Aim 1: Report how many lines of the records contain the string "hair", treating case as significant, and give only that number.

Extract to read:

Closed DocCyblade closed 8 years ago

DocCyblade commented 8 years ago

I think this is due to change of database password, and super admin password.

May need to use restart in inithook scripts if not in use already and put a 5-10 sec sleep in the init.d script

root@tkl-odoo ~# tail -n 100 /var/log/odoo/openerp-server-startup.log

Thu Oct  8 02:12:41 UTC 2015 - Starting openerp-server: 
Thu Oct  8 02:12:47 UTC 2015 - Stopping openerp-server: 
Thu Oct  8 02:12:47 UTC 2015 - Starting openerp-server: 
Traceback (most recent call last):
  File "/opt/openerp/odoo/openerp-server", line 5, in <module>
    openerp.cli.main()
  File "/opt/openerp/odoo/openerp/cli/__init__.py", line 68, in main
    o.run(args)
  File "/opt/openerp/odoo/openerp/cli/server.py", line 180, in run
    main(args)
  File "/opt/openerp/odoo/openerp/cli/server.py", line 174, in main
    rc = openerp.service.server.start(preload=preload, stop=stop)
  File "/opt/openerp/odoo/openerp/service/server.py", line 962, in start
    rc = server.run(preload, stop)
  File "/opt/openerp/odoo/openerp/service/server.py", line 637, in run
    self.start()
  File "/opt/openerp/odoo/openerp/service/server.py", line 609, in start
    self.socket.bind(self.address)
  File "/usr/lib/python2.7/socket.py", line 224, in meth
    return getattr(self._sock,name)(*args)
socket.error: [Errno 98] Address already in use
Thu Oct  8 02:13:15 UTC 2015 - Stopping openerp-server: 
Thu Oct  8 02:13:15 UTC 2015 - Starting openerp-server: 
JedMeister commented 8 years ago

So this happens even with the initscript handling the PID? Or has this emerged since you changed that?

Perhaps you could make the initscript check the socket? Or maybe easier; make the 'restart" function do a 'stop', then a loop that waits until the process is no longer running (i.e. the PID no longer exists) before it does start. Obviously then you'd need to use 'restart' in your scripts rather than 'start' and 'stop'...

DocCyblade commented 8 years ago

This was before the pid

I am thinking looking at the time stamps that the stop start did not wait long enough. In this case then the wait was sleep 5 might need 10-15

JedMeister commented 8 years ago

It's probably better to check whether the process is running or not. Obviously sleeping works but IMO it's a bit hacky. I'm totally ok with using it in a conf.d build script (which only runs at build time) but not super enthused about using it in an initscript or even an inithook (which will only run once for most users).

It is either potentially unreliable or wasteful... E.g. it may be unreliable on a really low spec machine; or if a VM has access to host's realtime clock - it may see the 10 seconds pass by but not have 10 seconds of cpu processing time to take care of it. Or it may be wasteful on a high spec fast machine which actually can kill it much faster but the user still needs to wait... And 15 secs feels like a long time if you're waiting...

FWIW this is another resulting issue of a synchronous init system (i.e. systemd)...

Aim 2: From the server restart thread above, extract the passage from "It is either" up to and including "system (i.e. systemd)...", copying it without any change.

[Stored data]
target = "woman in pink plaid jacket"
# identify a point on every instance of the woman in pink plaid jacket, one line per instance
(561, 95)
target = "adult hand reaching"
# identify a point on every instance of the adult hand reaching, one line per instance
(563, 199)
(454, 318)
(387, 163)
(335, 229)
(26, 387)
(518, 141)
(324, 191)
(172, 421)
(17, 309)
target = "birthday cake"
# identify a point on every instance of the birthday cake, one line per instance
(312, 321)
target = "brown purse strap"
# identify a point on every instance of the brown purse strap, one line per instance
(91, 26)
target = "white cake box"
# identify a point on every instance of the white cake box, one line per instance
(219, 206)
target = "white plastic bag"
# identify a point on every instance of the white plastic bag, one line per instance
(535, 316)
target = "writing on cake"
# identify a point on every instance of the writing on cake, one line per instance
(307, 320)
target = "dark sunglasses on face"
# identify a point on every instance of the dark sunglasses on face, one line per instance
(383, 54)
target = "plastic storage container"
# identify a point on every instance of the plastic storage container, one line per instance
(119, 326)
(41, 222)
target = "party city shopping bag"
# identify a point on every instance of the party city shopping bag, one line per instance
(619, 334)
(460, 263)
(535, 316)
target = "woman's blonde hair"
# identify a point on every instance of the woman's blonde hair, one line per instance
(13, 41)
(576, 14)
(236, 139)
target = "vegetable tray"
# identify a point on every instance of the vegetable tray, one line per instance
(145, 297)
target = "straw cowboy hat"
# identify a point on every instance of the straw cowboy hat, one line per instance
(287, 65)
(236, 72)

Response 1: 2

Response 2:
It is either potentially unreliable or wasteful... E.g. it may be unreliable on a really low spec machine; or if a VM has access to host's realtime clock - it may see the 10 seconds pass by but not have 10 seconds of cpu processing time to take care of it. Or it may be wasteful on a high spec fast machine which actually can kill it much faster but the user still needs to wait... And 15 secs feels like a long time if you're waiting...

FWIW this is another resulting issue of a synchronous init system (i.e. systemd)...